Problem details
Reproduce everything from the line containing "Can you locate the bird reflection" down to the end of the listing, switching "shirt breast pocket" to "shirt chest pocket" and leaving all else unchanged.

Exercise inputs
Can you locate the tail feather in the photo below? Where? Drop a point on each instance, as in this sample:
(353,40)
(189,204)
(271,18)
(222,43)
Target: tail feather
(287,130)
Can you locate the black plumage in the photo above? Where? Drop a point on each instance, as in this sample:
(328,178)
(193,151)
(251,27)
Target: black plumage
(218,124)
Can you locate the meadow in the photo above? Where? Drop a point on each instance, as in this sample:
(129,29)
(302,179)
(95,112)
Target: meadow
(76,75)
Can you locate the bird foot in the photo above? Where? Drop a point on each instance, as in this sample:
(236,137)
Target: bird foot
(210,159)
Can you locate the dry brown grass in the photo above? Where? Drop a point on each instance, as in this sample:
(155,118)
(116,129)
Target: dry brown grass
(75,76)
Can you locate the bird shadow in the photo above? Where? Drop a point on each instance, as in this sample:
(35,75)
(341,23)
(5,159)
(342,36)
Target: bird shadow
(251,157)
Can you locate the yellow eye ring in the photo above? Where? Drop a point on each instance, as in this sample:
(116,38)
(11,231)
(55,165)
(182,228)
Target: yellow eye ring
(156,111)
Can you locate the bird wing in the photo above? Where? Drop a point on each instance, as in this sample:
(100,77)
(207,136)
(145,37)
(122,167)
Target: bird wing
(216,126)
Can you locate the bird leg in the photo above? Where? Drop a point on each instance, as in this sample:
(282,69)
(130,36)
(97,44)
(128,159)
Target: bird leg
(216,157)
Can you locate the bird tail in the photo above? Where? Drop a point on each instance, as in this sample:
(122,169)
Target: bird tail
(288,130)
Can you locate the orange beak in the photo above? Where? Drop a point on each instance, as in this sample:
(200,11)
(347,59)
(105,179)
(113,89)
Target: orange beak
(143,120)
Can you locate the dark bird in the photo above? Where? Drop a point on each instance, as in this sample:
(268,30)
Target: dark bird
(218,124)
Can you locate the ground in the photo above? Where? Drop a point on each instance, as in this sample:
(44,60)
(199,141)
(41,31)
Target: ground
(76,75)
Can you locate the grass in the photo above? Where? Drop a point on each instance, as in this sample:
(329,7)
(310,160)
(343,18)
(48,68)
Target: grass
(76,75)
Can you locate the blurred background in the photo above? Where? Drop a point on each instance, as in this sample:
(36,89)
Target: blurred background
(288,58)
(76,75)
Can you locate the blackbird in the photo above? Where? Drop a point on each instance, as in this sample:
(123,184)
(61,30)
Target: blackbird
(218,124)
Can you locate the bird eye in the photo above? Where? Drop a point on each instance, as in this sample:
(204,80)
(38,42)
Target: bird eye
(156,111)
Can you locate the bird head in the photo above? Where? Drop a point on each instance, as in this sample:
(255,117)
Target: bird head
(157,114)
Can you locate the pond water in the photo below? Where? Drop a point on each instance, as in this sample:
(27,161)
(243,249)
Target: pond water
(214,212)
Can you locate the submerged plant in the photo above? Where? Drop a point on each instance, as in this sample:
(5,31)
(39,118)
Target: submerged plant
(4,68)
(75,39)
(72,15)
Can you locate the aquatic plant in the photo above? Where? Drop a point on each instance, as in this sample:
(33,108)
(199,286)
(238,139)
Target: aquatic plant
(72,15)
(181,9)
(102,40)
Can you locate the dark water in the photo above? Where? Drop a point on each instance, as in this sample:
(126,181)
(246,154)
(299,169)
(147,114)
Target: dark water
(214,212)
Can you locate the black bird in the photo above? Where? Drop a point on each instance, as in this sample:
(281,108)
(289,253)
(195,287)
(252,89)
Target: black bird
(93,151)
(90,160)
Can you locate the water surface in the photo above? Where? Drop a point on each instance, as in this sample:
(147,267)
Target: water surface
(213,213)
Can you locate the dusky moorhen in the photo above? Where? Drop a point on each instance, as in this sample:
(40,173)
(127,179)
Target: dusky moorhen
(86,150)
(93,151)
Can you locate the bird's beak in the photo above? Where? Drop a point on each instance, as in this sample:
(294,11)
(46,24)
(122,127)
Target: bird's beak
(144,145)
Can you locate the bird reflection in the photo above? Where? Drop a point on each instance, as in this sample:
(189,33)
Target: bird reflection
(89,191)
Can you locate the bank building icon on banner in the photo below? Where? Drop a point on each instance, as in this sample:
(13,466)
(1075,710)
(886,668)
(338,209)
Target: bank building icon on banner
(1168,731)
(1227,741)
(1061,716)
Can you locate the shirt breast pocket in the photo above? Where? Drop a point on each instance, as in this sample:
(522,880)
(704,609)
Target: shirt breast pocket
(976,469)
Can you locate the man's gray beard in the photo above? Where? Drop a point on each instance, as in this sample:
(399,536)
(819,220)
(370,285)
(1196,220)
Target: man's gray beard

Solved problem
Can you locate the bird reflection in the photo above? Where? Drop a point on each instance, as in this sample:
(189,33)
Target: bird reflection
(89,191)
Can you locate the bank building icon on banner in the photo below? Where? Drop a point on each instance, as in this sample:
(13,466)
(1075,710)
(886,668)
(338,209)
Target: bank building icon on banner
(1168,731)
(1227,741)
(1061,716)
Can you locate the shirt chest pocket in the photo above? Where? Drop a point on each instance, as in this sample:
(522,880)
(704,609)
Target: shirt chest pocket
(976,469)
Can you locate the man's gray beard in the photo above? Where? Drop a point on each instance, as in this sample:
(399,536)
(819,220)
(370,285)
(1196,220)
Target: man's gray beard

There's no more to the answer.